(Work instructions): Write the records out again, precisely as they stand.

Extracted data entries:
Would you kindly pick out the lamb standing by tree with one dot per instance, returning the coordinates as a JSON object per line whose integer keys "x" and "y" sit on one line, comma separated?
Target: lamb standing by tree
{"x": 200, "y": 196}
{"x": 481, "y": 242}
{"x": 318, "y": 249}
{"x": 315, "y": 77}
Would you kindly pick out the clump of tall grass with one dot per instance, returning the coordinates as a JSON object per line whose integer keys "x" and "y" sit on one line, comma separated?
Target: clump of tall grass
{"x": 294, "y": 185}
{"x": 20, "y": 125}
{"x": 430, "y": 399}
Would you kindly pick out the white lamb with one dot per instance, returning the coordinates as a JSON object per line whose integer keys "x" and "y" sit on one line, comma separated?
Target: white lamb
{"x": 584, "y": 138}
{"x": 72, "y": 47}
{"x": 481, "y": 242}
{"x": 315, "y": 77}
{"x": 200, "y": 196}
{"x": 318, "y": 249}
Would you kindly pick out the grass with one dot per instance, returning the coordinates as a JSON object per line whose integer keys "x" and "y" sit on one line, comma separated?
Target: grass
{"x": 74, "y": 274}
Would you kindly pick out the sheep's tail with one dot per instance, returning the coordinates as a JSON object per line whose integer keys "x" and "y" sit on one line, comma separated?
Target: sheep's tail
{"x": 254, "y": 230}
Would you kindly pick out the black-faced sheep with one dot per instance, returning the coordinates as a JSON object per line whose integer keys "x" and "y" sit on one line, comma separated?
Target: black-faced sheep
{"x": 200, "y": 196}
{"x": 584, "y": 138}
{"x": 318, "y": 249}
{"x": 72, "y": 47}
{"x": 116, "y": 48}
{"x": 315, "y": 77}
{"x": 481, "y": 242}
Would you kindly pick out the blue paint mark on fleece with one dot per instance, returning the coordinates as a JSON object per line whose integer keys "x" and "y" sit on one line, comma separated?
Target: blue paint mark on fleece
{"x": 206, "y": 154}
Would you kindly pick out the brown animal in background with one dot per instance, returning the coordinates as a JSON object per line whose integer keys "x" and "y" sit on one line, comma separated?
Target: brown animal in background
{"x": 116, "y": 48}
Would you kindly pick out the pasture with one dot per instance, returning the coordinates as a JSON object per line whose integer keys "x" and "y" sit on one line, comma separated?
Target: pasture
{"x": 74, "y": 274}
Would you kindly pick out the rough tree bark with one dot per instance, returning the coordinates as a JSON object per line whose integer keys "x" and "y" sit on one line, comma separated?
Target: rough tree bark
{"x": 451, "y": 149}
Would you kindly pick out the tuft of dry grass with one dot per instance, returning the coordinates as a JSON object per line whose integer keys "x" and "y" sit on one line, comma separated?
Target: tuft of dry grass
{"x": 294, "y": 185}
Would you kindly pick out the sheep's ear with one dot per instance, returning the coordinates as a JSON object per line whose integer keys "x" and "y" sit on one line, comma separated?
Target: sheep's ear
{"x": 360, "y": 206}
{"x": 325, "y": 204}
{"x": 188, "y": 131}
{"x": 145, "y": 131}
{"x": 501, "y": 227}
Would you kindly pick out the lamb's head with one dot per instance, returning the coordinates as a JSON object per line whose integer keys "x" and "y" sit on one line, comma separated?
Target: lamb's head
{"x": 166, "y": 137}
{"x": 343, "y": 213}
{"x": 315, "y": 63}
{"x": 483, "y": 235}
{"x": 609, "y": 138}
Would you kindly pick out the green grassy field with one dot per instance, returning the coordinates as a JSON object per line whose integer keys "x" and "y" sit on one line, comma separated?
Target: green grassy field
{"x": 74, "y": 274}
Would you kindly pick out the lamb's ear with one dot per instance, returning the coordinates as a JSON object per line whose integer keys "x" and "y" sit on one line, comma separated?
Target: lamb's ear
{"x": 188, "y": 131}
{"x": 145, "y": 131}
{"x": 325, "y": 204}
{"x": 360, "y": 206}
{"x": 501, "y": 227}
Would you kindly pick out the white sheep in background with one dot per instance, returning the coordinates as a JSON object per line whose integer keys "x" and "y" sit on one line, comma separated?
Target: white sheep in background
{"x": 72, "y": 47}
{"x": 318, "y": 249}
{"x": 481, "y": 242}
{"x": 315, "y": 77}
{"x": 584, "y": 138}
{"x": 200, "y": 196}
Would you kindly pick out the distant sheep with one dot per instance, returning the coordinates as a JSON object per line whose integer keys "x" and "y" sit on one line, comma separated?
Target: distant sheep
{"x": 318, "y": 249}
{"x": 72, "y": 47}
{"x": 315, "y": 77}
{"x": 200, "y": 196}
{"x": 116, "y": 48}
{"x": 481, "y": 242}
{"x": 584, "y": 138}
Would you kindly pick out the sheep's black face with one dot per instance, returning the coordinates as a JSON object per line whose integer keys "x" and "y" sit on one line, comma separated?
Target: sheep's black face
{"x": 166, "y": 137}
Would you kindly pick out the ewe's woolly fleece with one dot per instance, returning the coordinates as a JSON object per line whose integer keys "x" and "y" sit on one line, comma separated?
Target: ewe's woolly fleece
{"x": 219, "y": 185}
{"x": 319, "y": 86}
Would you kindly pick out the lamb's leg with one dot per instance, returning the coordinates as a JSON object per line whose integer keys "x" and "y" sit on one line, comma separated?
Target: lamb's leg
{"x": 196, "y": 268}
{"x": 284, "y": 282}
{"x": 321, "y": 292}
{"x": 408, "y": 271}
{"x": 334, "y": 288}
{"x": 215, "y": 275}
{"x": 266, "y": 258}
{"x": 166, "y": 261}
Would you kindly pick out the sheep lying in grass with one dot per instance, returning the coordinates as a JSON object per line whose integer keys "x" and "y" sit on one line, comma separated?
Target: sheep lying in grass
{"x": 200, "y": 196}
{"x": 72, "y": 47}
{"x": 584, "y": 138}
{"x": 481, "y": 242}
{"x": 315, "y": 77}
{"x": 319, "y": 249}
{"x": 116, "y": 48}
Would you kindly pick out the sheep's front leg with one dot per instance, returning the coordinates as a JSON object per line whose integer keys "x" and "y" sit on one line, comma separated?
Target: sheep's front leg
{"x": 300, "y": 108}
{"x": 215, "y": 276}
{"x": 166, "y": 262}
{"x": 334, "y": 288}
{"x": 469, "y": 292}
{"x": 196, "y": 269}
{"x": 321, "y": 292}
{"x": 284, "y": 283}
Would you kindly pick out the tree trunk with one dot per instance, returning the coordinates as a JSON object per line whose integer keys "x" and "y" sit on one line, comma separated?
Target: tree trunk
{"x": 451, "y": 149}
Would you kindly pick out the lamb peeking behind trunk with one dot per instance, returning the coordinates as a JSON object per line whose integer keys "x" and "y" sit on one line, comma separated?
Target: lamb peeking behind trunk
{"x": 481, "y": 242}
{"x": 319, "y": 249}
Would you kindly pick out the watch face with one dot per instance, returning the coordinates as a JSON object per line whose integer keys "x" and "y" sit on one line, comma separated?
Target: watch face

(Answer below):
Would you kindly pick out the lamb standing by tree with one dot per instance, returning the coordinates as a JSON object per line whose integer keys "x" and "y" sit on one line, comma separated?
Target: lamb standing by tree
{"x": 200, "y": 196}
{"x": 481, "y": 242}
{"x": 318, "y": 249}
{"x": 315, "y": 77}
Would you kindly pick out the clump of tall grass with one dot per instance, returning the coordinates as a JSON object per line whose integer keys "x" and "y" sit on one line, comma separated?
Target: clump of tall grass
{"x": 294, "y": 185}
{"x": 20, "y": 125}
{"x": 430, "y": 399}
Would you kindly pick out the white lamb with one dot per instance, returning the coordinates as a JSON object per line whose integer keys "x" and "y" sit on one line, comma separated?
Target: white lamb
{"x": 584, "y": 138}
{"x": 72, "y": 47}
{"x": 481, "y": 242}
{"x": 315, "y": 77}
{"x": 200, "y": 196}
{"x": 318, "y": 249}
Would you kindly pick out the grass with one dot per instance, returning the coordinates as a JSON object per line whose integer keys "x" and "y" sit on one line, comma separated?
Target: grass
{"x": 74, "y": 274}
Would you kindly pick out the sheep's tail with one dot per instance, returning the coordinates as a JSON object per line whose integer keys "x" and "y" sit on one line, comma separated?
Target: sheep's tail
{"x": 254, "y": 230}
Would you kindly pick out the black-faced sheep with one dot per instance, returning the coordinates as a JSON object per line whose integer keys "x" and "y" sit on one line, comma separated?
Target: black-faced sheep
{"x": 200, "y": 196}
{"x": 584, "y": 138}
{"x": 318, "y": 249}
{"x": 72, "y": 47}
{"x": 116, "y": 48}
{"x": 315, "y": 77}
{"x": 481, "y": 242}
Would you kindly pick out the blue paint mark on fleece with one dot per instance, returning the coordinates as a JSON object per line whose integer keys "x" and "y" sit on one line, comma separated?
Target: blue paint mark on fleece
{"x": 206, "y": 154}
Would you kindly pick out the brown animal in background with one dot per instance, returning the coordinates as a JSON object per line whose integer keys "x" and "y" sit on one line, comma separated?
Target: brown animal in background
{"x": 116, "y": 48}
Would you kindly pick out the pasture with one dot per instance, returning the coordinates as a JSON object per line whose integer keys "x" and "y" sit on one line, comma separated?
Target: pasture
{"x": 74, "y": 274}
Would you kindly pick out the rough tree bark with one dot per instance, returning the coordinates as a JSON object per line whose integer keys "x" and "y" sit on one line, comma separated?
Target: rough tree bark
{"x": 451, "y": 149}
Would you kindly pick out the tuft of dry grass with one dot per instance, returning the coordinates as a JSON object per line whose integer keys "x" and "y" sit on one line, comma separated?
Target: tuft of dry grass
{"x": 294, "y": 185}
Would you kindly pick out the sheep's ear with one dot per instance, returning the coordinates as a JSON object per line whose integer keys "x" and "y" sit on one line, comma separated?
Target: sheep's ear
{"x": 360, "y": 206}
{"x": 325, "y": 204}
{"x": 188, "y": 131}
{"x": 145, "y": 131}
{"x": 501, "y": 227}
Would you kindly pick out the lamb's head with one dot per instance, returning the coordinates as a JSON object per line whose integer keys "x" and "y" sit on one line, comma separated?
Target: lamb's head
{"x": 166, "y": 137}
{"x": 343, "y": 213}
{"x": 315, "y": 63}
{"x": 483, "y": 235}
{"x": 609, "y": 138}
Would you kindly pick out the green grassy field with one dot per instance, returning the coordinates as a JSON object per line whose integer keys "x" and "y" sit on one line, comma separated?
Target: green grassy field
{"x": 74, "y": 274}
Would you kindly pick out the lamb's ear with one dot per instance, returning the coordinates as a JSON object per line whose integer keys "x" and "y" sit on one line, comma separated?
Target: lamb's ear
{"x": 188, "y": 131}
{"x": 145, "y": 131}
{"x": 325, "y": 204}
{"x": 360, "y": 206}
{"x": 501, "y": 227}
Would you kindly pick out the white sheep in background with one dot per instance, returning the coordinates as a JSON object per line whose integer keys "x" and "y" sit on one line, comma separated?
Target: white sheep in background
{"x": 72, "y": 47}
{"x": 318, "y": 249}
{"x": 481, "y": 242}
{"x": 315, "y": 77}
{"x": 584, "y": 138}
{"x": 200, "y": 196}
Would you kindly pick out the distant sheep with one dot per instance, returning the coordinates as a JSON object per line whose integer keys "x" and "y" sit on one line, comma separated?
Target: distant sheep
{"x": 318, "y": 249}
{"x": 72, "y": 47}
{"x": 315, "y": 77}
{"x": 200, "y": 196}
{"x": 116, "y": 48}
{"x": 481, "y": 242}
{"x": 584, "y": 138}
Would you kindly pick out the sheep's black face with one dot per instance, returning the coordinates as a JSON object per line whose integer keys "x" and "y" sit on one line, comma separated?
Target: sheep's black face
{"x": 166, "y": 137}
Would you kindly pick out the ewe's woolly fleece with one dot per instance, returning the coordinates as a JSON object per line whose integer keys "x" and "y" sit on one line, comma separated?
Target: ewe's woolly fleece
{"x": 219, "y": 185}
{"x": 319, "y": 86}
Would you kindly pick out the lamb's leg with one dot per instance, returning the coordinates as a JSON object per line whose integer keys "x" and "y" sit on one line, comma separated?
Target: lamb's leg
{"x": 196, "y": 268}
{"x": 284, "y": 282}
{"x": 321, "y": 292}
{"x": 408, "y": 271}
{"x": 334, "y": 288}
{"x": 215, "y": 275}
{"x": 266, "y": 258}
{"x": 166, "y": 261}
Would you kindly pick out the sheep lying in grass with one dot per instance, returning the coordinates as a JSON object per line whose integer keys "x" and "y" sit on one line, comma separated?
Target: sheep lying in grass
{"x": 200, "y": 196}
{"x": 72, "y": 47}
{"x": 584, "y": 138}
{"x": 481, "y": 242}
{"x": 315, "y": 77}
{"x": 319, "y": 249}
{"x": 116, "y": 48}
Would you kindly pick out the sheep's front leg with one dot per instance, returning the coordinates as a JSON object per line whose integer keys "x" and "y" sit on one line, comma separated?
Target: sheep's front leg
{"x": 300, "y": 108}
{"x": 215, "y": 276}
{"x": 166, "y": 262}
{"x": 334, "y": 288}
{"x": 469, "y": 292}
{"x": 196, "y": 269}
{"x": 321, "y": 292}
{"x": 284, "y": 283}
Would you kindly pick out the tree trunk with one dot per instance, returning the coordinates as a JSON object per line whose integer keys "x" and "y" sit on one line, comma separated?
Target: tree trunk
{"x": 451, "y": 149}
Would you kindly pick out the lamb peeking behind trunk with one dot per instance, returning the coordinates as a JSON object per line whose integer keys "x" and "y" sit on one line, comma separated?
Target: lamb peeking behind trunk
{"x": 481, "y": 242}
{"x": 319, "y": 249}
Would you kindly pick out the watch face with one dot per instance, returning the coordinates as a JSON object per line whose integer keys "x" and "y" sit on one line, comma separated?
Target: watch face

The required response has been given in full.